[[ Input data open ]]
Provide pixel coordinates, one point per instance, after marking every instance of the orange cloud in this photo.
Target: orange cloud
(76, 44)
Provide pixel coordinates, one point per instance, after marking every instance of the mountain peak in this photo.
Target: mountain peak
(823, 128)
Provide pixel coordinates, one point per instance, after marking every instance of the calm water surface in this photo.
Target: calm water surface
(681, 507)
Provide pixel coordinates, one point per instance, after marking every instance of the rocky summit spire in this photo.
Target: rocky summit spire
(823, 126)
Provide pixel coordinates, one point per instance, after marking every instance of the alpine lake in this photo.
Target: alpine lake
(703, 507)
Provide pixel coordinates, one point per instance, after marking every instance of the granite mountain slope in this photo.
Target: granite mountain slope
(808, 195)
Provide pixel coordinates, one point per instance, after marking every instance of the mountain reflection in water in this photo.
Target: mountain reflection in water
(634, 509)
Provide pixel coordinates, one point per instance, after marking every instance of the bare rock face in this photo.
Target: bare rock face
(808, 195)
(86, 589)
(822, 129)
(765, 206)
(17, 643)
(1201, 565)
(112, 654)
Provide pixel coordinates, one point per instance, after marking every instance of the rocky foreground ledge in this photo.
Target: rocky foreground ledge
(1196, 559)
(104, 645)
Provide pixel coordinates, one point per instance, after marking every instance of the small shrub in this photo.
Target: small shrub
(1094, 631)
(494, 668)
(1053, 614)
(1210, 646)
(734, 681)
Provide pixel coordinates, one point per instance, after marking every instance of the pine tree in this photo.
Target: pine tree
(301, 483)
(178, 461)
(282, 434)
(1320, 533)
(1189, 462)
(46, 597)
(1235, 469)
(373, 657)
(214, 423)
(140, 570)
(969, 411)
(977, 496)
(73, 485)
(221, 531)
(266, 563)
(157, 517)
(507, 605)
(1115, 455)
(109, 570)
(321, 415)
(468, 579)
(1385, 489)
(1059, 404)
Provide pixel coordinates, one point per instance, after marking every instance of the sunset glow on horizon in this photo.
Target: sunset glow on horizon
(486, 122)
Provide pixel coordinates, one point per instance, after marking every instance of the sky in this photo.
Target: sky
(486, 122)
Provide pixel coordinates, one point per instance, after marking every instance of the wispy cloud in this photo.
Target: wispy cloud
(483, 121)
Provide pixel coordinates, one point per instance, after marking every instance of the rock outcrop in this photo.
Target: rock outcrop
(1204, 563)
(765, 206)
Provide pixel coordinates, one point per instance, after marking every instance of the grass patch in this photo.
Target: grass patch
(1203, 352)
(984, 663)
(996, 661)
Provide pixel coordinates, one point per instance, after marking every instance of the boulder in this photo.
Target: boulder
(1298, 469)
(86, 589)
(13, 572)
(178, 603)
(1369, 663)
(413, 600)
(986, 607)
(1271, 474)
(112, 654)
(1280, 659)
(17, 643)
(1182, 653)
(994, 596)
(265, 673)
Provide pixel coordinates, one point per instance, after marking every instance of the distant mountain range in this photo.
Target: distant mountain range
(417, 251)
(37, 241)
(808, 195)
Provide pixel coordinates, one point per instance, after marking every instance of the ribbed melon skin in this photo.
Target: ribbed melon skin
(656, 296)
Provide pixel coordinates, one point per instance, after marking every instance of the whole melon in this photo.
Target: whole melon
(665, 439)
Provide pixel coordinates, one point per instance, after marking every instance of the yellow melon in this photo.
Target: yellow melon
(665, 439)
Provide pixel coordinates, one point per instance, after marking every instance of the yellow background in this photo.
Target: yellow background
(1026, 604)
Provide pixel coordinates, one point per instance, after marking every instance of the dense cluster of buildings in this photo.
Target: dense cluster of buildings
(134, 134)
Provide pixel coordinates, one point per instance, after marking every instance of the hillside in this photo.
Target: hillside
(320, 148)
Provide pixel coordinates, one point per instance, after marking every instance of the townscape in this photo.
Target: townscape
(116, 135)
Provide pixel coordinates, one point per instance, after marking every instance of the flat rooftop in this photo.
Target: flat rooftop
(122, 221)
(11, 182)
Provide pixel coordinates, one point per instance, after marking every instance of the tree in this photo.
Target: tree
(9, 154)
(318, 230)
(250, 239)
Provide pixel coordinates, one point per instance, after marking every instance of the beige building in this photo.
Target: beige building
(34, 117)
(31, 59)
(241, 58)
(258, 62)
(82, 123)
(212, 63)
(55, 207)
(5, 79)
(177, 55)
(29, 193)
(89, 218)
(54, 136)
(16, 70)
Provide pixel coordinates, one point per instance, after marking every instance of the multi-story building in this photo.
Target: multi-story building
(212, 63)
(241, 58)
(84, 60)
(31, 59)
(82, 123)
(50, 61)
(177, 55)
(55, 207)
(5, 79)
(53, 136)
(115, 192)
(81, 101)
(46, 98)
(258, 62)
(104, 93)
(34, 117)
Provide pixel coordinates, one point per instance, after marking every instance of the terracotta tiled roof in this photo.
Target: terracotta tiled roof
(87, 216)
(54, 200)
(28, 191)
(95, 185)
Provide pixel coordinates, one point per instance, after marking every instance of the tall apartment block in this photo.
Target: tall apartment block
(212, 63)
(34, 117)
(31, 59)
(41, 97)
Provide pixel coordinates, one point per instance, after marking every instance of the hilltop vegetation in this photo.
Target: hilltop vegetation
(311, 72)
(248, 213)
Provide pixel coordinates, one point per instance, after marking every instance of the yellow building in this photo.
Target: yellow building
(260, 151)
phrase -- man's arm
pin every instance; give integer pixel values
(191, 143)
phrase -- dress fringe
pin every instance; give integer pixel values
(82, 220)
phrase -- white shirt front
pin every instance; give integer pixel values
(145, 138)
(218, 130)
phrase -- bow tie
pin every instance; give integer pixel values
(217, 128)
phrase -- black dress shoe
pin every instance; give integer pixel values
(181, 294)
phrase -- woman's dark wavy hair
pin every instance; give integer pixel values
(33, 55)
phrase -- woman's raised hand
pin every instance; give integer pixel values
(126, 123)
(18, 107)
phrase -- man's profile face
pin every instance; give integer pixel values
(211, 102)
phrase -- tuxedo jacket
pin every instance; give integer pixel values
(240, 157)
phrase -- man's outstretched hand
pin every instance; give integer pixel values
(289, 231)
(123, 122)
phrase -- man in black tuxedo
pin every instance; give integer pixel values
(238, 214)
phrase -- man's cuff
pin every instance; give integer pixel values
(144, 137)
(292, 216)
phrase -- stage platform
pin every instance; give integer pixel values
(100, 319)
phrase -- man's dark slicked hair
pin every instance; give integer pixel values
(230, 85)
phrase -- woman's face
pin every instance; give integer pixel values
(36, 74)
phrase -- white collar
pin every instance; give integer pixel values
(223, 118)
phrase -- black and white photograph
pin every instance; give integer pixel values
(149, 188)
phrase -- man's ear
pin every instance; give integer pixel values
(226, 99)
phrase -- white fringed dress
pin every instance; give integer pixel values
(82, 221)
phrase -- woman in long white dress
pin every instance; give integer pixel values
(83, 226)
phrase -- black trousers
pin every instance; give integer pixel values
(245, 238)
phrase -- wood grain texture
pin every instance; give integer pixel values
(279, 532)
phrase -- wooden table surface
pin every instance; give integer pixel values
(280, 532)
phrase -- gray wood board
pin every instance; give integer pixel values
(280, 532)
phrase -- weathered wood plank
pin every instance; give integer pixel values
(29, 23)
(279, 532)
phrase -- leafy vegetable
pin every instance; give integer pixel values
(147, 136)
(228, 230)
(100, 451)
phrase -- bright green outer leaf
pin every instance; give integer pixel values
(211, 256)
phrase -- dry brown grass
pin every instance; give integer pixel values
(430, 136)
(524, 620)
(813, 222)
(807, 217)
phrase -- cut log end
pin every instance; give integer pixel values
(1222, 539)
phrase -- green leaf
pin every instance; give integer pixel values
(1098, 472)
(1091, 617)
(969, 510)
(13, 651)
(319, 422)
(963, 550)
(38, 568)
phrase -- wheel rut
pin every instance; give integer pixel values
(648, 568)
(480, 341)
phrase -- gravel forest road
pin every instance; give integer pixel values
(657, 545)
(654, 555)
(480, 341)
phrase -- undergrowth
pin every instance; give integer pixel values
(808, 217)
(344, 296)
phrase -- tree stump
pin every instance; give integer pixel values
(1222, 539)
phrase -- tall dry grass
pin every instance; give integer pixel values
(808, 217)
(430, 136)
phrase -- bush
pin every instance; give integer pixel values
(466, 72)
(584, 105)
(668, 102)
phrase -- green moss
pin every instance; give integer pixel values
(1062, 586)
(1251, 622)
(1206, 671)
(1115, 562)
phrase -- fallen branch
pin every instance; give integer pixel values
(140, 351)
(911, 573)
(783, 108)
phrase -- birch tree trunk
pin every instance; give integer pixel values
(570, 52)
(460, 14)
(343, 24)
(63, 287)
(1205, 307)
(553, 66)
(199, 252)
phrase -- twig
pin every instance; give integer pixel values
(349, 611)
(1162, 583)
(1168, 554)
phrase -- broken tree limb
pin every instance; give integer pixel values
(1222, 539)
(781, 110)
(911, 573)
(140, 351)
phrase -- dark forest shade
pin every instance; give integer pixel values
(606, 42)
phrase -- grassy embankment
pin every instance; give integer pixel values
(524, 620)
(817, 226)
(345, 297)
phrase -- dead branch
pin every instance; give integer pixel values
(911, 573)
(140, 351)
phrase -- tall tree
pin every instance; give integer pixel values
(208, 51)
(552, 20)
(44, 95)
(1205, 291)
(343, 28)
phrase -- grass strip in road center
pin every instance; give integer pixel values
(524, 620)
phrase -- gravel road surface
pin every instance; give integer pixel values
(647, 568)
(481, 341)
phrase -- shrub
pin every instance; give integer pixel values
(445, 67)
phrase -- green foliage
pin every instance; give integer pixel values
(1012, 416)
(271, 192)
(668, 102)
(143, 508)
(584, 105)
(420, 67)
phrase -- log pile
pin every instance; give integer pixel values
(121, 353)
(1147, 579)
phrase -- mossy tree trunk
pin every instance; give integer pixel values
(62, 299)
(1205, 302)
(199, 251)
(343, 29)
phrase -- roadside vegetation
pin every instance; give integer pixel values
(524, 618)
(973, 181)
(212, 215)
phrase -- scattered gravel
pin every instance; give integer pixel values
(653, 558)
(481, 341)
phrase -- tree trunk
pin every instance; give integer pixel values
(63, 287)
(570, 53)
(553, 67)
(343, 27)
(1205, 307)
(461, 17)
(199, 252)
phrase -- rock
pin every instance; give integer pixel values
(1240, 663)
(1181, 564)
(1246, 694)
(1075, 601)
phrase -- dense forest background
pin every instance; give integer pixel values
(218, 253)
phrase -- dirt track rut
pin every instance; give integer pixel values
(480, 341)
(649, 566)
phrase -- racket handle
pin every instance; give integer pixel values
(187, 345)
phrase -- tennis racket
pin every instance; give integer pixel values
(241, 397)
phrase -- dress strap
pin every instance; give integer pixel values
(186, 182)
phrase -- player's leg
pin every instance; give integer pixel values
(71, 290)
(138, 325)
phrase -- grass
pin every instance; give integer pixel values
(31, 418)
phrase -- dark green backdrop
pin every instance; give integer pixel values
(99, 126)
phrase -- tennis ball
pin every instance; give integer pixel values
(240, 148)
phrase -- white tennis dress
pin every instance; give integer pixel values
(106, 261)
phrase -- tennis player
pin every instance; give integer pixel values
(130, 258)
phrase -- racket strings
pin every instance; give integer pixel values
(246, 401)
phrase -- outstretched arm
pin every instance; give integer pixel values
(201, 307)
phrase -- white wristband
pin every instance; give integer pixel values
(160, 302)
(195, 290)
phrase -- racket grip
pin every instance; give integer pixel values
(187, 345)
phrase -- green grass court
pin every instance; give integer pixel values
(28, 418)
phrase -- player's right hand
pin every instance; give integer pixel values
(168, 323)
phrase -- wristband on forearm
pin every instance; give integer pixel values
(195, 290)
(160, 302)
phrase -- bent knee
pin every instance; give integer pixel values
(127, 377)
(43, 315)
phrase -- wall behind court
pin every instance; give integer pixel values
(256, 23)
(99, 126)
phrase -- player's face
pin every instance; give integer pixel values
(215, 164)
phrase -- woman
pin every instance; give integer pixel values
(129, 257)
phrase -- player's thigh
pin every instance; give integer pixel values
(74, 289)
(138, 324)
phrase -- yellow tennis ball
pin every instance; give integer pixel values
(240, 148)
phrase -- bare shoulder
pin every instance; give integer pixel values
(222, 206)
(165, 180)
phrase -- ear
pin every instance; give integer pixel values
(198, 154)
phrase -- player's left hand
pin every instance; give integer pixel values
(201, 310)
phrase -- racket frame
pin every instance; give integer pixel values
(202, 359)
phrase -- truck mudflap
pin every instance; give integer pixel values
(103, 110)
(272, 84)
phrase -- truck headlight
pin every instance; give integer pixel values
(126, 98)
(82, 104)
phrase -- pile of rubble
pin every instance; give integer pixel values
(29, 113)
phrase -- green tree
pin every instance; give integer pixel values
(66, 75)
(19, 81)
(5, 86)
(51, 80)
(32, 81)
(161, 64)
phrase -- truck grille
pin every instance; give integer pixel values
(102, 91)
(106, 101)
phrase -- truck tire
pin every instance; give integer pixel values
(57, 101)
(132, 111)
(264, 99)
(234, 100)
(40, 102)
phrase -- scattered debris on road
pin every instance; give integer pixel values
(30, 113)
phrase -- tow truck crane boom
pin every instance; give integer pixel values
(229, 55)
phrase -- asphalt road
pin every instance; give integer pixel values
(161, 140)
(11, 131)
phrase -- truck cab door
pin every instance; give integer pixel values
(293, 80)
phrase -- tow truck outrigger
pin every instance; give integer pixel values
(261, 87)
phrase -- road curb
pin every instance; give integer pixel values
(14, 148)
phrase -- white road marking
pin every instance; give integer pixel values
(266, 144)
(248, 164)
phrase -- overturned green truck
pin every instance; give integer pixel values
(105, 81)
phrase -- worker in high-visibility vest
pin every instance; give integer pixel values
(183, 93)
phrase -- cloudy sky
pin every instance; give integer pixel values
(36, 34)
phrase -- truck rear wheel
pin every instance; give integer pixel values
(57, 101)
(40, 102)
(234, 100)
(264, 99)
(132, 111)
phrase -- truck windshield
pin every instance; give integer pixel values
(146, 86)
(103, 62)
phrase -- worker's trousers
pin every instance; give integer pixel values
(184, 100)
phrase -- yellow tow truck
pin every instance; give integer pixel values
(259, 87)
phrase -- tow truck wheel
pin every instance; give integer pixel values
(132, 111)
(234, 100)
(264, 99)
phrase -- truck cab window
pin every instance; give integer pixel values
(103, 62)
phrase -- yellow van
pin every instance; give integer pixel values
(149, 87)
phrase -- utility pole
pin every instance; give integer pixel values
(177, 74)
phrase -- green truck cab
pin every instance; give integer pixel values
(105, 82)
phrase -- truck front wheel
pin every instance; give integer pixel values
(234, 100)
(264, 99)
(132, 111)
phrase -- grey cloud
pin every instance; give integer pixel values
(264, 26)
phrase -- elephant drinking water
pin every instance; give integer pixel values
[[ Input data closed ]]
▸ **Required work**:
Please transcribe only the lines in the records above running from the line that has "phrase -- woman's face" through the line that has "phrase -- tree stump", both included, exactly as they appear.

▸ **Answer space**:
phrase -- woman's face
pin every instance; give integer pixel values
(36, 74)
phrase -- white collar
pin every instance; give integer pixel values
(223, 118)
phrase -- black and white photograph
pin every instance; give integer pixel values
(149, 188)
phrase -- man's ear
pin every instance; give integer pixel values
(226, 99)
phrase -- white fringed dress
pin every instance; give integer pixel values
(82, 221)
phrase -- woman in long white dress
pin every instance; give integer pixel values
(83, 226)
phrase -- black trousers
pin every instance; give integer pixel values
(245, 238)
phrase -- wood grain texture
pin every instance; give integer pixel values
(279, 532)
phrase -- wooden table surface
pin every instance; give integer pixel values
(280, 532)
phrase -- gray wood board
pin every instance; give integer pixel values
(280, 532)
phrase -- weathered wood plank
pin every instance; give integer pixel values
(29, 23)
(279, 532)
phrase -- leafy vegetable
pin every instance; give integer pixel values
(147, 136)
(228, 230)
(100, 451)
phrase -- bright green outer leaf
pin every instance; give integer pixel values
(211, 256)
phrase -- dry brown grass
pin every instance; give integer pixel values
(430, 136)
(524, 620)
(813, 222)
(807, 217)
phrase -- cut log end
pin every instance; give integer pixel values
(1222, 539)
phrase -- green leaf
pin every instance; give integer pixel values
(1098, 472)
(1091, 617)
(969, 510)
(13, 651)
(319, 422)
(963, 550)
(38, 568)
phrase -- wheel rut
pin every instance; give integer pixel values
(648, 568)
(480, 341)
phrase -- gravel forest road
pin every instance; give integer pixel values
(657, 545)
(654, 555)
(480, 341)
phrase -- undergrowth
pin every instance; give integer pixel values
(808, 217)
(344, 296)
phrase -- tree stump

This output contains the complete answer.